• _TEXT SHOWN_:
This guy was looking towards some noise in the back of Vincent's house. I got a good look at him and kept walking. Then I realized neither of Vincent's cars were home. Could be a coincidence. This black guy could be a friend of his for all I know.

But in about 4 minutes I completed the walk and took AO home. I went back to get a closer look.

The guy was gone. I walked back to the alley to get a view of Vincent's back yard. Again, no one was there.

Then a cop car shows up in the alley. "Oh crap" I'm thinking. Someone calls the cops and here I am in the alley near the property looking suspicious.

So I walked up to the cop and told him what I was doing, etc.

Turns out, the next door neighbor, John Johnson (another neighbor I've never really met, but my racist neighbor Mr. Buckley knows him) called the cops.

John actually saw the black guy plus a husky mexican kid with a buzz cut from his bathroom window. The husky kid broke a window to Vincent's house with a tire iron and was preparing to break in. The guy I saw was the "lookout" guy. And they must have bolted soon after I walked by the first time.

So I've had cops interviewing me on and off all morning. One came to my house and while here he got a call about this case. Apparently Vincent's nephew usually works with him. But he called in sick around the time of the break-in. And his caller ID showed a number from our neighborhood, meaning he was near by.

So basically, the nephew is the prime suspect last I heard.

The good news is nothing was stolen and nobody harmed. I got to talk to Mr. Buckley, even if I didn't care for his racial views on the crime. And I sort of met John for the first time. And now I have an excuse to meet Vincent.

Friday, June 16, 2006

Dream Report #004

I had another Star Wars dream last night.

I swear, I'm not a sci-fi nerd.

Much like the first one, I was Luke Skywalker again. But this time I was facing off with the Emporer. Darth Vader was watching near by.

I knew my light saber would be a joke since he was far more powerful than me in that arena. So I planned to opt out of physical combat and take a more subversive, turn the other cheek type of approach.

I woke up after that decision.

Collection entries
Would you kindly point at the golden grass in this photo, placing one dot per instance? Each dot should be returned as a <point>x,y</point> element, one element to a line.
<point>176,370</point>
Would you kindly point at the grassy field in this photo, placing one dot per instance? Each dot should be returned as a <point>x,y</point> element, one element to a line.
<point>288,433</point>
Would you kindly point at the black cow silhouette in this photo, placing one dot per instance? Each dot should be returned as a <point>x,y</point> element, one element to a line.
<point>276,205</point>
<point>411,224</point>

---

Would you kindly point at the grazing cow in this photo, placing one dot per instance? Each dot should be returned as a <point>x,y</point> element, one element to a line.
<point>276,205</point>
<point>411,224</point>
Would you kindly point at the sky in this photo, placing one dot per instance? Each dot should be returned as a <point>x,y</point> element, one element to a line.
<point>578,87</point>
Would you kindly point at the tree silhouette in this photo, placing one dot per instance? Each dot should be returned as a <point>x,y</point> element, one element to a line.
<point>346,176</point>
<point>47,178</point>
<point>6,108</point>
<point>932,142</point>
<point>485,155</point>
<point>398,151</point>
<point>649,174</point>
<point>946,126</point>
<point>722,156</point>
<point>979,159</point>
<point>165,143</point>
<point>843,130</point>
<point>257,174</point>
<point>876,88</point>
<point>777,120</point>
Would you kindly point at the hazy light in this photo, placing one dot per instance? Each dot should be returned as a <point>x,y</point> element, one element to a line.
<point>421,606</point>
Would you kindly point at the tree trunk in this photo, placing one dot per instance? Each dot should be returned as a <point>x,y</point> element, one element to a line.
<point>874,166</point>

• _TASK TO COMPLETE_: Could you carry the blog entries about the neighborhood break-in and the Star Wars dream further, starting right after their last line? The data has nothing to do with this.

• _TASK ANSWER_:
Thursday, June 15, 2006

Clutter

Often, I convince myself that I live at a simple level and own very little.

Then, like this week, we rearrange our house because a new baby is joining us soon. And the truth is exposed: I own a lot of crap.

A bunch of my crap was shoved in part of a bedroom closet. You know: out of sight, out of mind. Whatever I own that I have no use for, but I fear getting rid of for WHATEVER reason (sentimental, possible use one day, etc), it was shoved in that closet.

I am exposed.

In the past I have proudly announced to all that I'm the "anti-packrat" and I keep nothing.

Reality: I am a closet packrat. Figuratively and literally.

Truthfully...it's easy for me to get rid of stuff. I hate clutter.

But the stuff in that closet has to do with my former (or dormant) identity of being a musician.

Old music textbooks from college, blank score paper for orchestrations, blank staff notebooks, about 400 copies of a CD I recorded, and folders and folders of music ideas - most of which never came to pass.

It seems that the life I live now is about as far from music as the fair mother city is from Moose Jaw. And as much as I'd like to visit Saskatchewan again someday, I just don't know if I'll be writing orchestrations ever again. It's just not in me these days and it doesn't look like it's coming back.

So why can't I get rid of this stuff?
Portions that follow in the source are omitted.